In the watch market excerpt, why did the supplier's sister laugh out loud?

• _EXCERPT_
# # # # #
Our dear friend A is in GZ on business so he’s staying with us for the weekend. What do men want to do when in GZ? Go to the watch market. So that’s what we did. One hour and 10 watches (A was responsible for 8!) we were getting ready to leave. Our “qualified watch supplier” has his sister meet us at the entrance to the market upon arrival and then she walks us back to where we get dropped off. I called Ben to pick us up and told him in Mandarin that we were ready. She was standing in front of me and heard me. She turned around and laughed out loud. She was so funny. She wasn’t laughing because I said it wrong, she was laughing because I surprised her with my Mandarin. She thought it was great. It was cute and only emphasizes how amazingly friendly the people are in GZ.
# # # # #
• _EXTRACTED INFORMATION_
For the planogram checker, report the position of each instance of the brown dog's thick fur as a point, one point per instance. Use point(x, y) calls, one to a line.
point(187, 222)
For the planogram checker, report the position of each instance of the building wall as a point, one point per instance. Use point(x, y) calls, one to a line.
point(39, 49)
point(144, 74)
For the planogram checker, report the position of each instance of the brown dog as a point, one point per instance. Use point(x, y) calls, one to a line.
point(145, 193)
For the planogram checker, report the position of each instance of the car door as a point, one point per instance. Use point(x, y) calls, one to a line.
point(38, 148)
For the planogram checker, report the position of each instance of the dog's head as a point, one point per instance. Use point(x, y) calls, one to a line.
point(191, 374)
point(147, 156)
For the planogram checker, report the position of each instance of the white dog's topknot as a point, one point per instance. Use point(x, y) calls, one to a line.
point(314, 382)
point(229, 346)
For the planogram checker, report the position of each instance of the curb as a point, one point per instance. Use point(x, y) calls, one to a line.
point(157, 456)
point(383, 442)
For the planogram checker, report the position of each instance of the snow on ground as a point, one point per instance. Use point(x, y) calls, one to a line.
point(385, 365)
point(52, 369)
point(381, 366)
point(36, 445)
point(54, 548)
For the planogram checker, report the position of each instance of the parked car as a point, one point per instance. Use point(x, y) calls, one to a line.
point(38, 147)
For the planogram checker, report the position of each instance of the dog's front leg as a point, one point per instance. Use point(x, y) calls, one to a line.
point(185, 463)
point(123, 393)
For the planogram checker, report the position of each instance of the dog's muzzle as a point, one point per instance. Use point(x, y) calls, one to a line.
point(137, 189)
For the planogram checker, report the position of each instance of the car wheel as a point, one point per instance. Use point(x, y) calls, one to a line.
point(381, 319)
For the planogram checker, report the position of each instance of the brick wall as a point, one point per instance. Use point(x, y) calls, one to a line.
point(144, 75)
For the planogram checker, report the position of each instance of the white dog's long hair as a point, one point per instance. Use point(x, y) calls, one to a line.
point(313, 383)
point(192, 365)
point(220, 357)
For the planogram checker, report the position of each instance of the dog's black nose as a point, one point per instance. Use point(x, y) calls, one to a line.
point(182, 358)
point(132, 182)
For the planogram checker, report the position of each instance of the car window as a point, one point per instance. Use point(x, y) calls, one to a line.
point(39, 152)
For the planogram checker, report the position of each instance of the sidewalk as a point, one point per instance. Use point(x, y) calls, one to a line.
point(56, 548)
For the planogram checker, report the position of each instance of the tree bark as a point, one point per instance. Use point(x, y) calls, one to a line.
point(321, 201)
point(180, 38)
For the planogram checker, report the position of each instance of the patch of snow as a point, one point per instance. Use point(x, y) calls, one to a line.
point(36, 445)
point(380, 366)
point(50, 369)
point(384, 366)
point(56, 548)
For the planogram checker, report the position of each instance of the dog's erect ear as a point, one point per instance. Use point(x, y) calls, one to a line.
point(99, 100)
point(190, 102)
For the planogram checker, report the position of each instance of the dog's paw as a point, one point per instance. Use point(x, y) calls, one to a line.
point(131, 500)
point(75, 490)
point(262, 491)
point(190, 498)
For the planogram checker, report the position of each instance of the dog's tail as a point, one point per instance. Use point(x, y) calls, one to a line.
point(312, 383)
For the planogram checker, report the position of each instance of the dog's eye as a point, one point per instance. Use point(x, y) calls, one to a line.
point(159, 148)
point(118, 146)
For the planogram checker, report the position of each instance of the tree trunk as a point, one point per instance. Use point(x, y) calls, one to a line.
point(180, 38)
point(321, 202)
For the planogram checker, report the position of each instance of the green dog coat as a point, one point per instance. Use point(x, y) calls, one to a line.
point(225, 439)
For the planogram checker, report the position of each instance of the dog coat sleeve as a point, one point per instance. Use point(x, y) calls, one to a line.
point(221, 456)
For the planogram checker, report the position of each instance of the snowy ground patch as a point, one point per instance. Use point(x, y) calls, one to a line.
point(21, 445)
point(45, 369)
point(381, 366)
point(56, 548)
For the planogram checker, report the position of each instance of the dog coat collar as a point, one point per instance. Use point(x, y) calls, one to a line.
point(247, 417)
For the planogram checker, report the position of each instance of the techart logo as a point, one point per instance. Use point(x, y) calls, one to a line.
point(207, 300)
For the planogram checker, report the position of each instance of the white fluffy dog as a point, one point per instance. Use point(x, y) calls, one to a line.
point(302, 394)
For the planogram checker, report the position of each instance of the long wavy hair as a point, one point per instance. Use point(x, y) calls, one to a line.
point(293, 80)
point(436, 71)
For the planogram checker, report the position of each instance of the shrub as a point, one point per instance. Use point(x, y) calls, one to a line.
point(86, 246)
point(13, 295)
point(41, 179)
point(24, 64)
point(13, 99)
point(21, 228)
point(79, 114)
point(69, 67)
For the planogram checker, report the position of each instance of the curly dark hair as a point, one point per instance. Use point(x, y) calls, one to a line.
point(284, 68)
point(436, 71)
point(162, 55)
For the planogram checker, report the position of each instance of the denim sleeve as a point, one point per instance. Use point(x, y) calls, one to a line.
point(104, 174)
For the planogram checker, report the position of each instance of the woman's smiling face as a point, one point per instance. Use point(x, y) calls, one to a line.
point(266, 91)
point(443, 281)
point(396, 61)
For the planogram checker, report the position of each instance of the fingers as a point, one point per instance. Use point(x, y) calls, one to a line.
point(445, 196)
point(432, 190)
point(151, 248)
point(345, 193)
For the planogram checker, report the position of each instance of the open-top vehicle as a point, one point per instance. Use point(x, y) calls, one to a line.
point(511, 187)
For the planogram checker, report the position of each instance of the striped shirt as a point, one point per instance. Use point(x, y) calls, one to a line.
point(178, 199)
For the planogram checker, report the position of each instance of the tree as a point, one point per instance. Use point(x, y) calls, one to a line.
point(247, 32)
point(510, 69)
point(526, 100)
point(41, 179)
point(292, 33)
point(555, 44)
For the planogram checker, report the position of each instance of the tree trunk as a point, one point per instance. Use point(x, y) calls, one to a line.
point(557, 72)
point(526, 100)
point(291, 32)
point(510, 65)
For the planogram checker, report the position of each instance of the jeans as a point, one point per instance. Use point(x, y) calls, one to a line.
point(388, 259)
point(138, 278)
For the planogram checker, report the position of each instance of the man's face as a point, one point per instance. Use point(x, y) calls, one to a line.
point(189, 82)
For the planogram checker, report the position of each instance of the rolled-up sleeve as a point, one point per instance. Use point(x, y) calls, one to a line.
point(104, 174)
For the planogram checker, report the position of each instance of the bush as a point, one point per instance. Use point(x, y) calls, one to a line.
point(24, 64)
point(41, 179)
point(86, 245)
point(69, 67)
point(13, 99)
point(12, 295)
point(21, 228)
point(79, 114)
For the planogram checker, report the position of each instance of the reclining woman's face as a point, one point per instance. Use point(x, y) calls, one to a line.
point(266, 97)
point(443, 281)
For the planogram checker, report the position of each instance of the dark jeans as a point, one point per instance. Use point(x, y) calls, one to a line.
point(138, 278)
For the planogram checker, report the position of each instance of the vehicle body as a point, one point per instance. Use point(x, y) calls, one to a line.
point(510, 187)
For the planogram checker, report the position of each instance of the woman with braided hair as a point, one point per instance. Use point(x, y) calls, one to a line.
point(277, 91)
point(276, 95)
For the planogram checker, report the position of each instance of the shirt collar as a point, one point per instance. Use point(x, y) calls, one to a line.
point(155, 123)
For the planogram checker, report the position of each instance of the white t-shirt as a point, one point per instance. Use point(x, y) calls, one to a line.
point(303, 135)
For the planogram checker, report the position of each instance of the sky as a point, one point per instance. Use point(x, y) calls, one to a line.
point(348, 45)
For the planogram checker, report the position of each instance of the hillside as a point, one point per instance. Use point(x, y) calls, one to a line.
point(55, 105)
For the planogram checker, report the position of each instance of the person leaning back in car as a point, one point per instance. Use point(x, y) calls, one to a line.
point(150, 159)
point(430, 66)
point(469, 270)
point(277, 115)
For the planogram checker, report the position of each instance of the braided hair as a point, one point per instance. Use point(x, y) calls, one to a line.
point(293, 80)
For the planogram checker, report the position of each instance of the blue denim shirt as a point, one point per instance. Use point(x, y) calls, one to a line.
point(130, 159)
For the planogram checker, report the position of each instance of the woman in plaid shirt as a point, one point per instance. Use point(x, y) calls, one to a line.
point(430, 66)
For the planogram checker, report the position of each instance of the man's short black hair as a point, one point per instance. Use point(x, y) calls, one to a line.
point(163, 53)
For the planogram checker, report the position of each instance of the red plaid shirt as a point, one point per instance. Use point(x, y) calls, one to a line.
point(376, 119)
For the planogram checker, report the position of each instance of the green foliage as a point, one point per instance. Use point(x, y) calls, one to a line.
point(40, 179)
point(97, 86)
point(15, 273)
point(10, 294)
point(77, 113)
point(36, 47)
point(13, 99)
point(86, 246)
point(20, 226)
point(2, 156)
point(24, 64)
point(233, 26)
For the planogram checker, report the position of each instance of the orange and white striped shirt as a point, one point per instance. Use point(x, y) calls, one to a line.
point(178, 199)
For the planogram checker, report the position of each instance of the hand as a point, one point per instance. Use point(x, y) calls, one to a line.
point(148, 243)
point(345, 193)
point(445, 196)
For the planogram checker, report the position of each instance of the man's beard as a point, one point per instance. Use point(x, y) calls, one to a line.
# # # # #
• _SOLUTION_
She was surprised to hear the writer speak Mandarin.